* _Source material_
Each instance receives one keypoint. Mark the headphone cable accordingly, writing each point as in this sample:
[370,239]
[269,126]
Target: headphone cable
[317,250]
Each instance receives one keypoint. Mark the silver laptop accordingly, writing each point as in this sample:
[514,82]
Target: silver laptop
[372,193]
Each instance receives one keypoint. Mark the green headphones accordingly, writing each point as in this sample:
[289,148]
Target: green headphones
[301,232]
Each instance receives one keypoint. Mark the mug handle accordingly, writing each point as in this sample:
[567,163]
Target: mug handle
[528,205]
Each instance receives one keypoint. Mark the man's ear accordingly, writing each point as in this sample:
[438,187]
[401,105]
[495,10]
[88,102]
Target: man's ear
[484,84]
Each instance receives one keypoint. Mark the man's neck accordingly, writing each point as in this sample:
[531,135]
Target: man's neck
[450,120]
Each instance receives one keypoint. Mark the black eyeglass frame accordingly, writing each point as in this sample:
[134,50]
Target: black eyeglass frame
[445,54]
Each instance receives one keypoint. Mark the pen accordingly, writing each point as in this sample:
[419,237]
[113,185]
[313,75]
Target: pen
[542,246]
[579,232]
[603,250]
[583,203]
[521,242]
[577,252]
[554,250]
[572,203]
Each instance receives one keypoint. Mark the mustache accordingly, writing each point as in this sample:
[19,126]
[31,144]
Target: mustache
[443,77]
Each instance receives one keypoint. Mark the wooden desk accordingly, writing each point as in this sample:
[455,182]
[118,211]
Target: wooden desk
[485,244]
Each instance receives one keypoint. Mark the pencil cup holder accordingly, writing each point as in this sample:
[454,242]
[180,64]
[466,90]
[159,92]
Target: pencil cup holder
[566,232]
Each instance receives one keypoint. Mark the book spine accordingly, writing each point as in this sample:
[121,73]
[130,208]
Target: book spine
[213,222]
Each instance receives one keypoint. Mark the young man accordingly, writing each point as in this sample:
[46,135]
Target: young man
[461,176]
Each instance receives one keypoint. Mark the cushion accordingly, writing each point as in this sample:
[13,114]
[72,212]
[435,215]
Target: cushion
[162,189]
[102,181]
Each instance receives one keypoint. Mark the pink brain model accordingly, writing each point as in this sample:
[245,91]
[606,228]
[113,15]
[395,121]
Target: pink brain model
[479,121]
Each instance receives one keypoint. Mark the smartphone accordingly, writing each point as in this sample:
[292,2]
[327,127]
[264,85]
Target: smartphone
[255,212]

* _Task to carry out_
Given the listing above, print all of it word for word.

* _Task answer_
Each instance receives one keypoint. Mark the headphone cable accordingly, writing each point as in this sample:
[370,239]
[269,126]
Target: headphone cable
[317,250]
Each instance receives one keypoint. Mark the silver laptop accordingly, writing each point as in this sample:
[514,82]
Target: silver laptop
[372,193]
Each instance receives one keypoint. Mark the green headphones accordingly, writing each point as in this sample:
[289,148]
Target: green headphones
[301,232]
Each instance receives one keypoint. Mark the mug handle accordingly, writing each point as in this sample:
[567,163]
Target: mug handle
[528,205]
Each instance receives one keypoint. Mark the man's ear accordingly, writing each point as in this sample:
[438,187]
[401,105]
[495,10]
[88,102]
Target: man's ear
[484,84]
Each instance receives one keypoint. Mark the man's neck accordingly, writing each point as in this sample:
[531,135]
Target: man's neck
[450,120]
Each instance receives one keypoint. Mark the black eyeglass frame accordingly, writing each point as in this sample:
[134,50]
Target: black eyeglass frame
[445,54]
Each instance receives one keypoint. Mark the pen accordingly, writing each point as in this sample:
[419,237]
[113,185]
[313,75]
Target: pen
[542,246]
[579,232]
[603,250]
[583,203]
[521,242]
[577,252]
[554,250]
[572,203]
Each instance receives one keypoint. Mark the mustache accordingly, writing each point as in this sample:
[19,126]
[31,144]
Target: mustache
[443,77]
Each instance receives one keypoint. Mark the wooden desk accordingly, writing each point as in this sample:
[455,182]
[118,211]
Target: wooden desk
[485,244]
Each instance receives one keypoint. Mark the pencil cup holder accordingly, writing each point as in this sample:
[454,242]
[180,64]
[466,90]
[159,92]
Target: pencil cup holder
[566,232]
Each instance receives one keypoint. Mark the book spine accordingly, writing each point as in this sample:
[121,73]
[130,208]
Target: book spine
[213,222]
Each instance receives one keypoint. Mark the young man accordingly, writing each point as in this sample:
[46,135]
Target: young man
[461,176]
Each instance receives one keypoint. Mark the cushion accordingly, writing each point as in this sample:
[13,114]
[72,212]
[435,215]
Target: cushion
[162,189]
[102,181]
Each instance receives one keypoint. Mark the pink brain model accordingly, writing each point as in this sample:
[245,91]
[606,228]
[113,15]
[395,121]
Target: pink brain model
[479,121]
Each instance receives one keypoint. Mark the smartphone accordingly, writing each point as in this sample:
[292,2]
[327,127]
[264,85]
Target: smartphone
[255,212]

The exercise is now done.